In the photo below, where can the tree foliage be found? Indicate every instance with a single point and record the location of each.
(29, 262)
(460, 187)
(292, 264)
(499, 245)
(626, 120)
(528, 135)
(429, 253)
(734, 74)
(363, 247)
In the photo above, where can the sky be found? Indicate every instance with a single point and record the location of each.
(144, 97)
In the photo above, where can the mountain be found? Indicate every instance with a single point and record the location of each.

.....

**What you are asked to do**
Please revise the listing so that "Indicate" becomes "Mark" everywhere it appears, leaving everything else unchanged.

**Reply**
In the photo below, where can the tree foliage be found? Mark every instance with a single point and record the location of each.
(29, 262)
(460, 187)
(292, 264)
(499, 245)
(626, 120)
(528, 135)
(429, 253)
(734, 74)
(363, 247)
In the photo above, where can the sky be found? Mark every instance with a single point and record the location of each.
(144, 97)
In the photo above, where can the mountain be found? Mark every instance with a single point and record the location of each.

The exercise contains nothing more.